● **RECORDS TO USE**:
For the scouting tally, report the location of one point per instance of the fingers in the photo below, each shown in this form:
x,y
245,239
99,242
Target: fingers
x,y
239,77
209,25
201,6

● **THE REQUEST**: Locate every line in the items above that contains the string "fingers" and copy each of those lines in full.

● **RIGHT ANSWER**:
For the scouting tally, report the location of one point per instance of the fingers in the photo below, each shown in this form:
Target: fingers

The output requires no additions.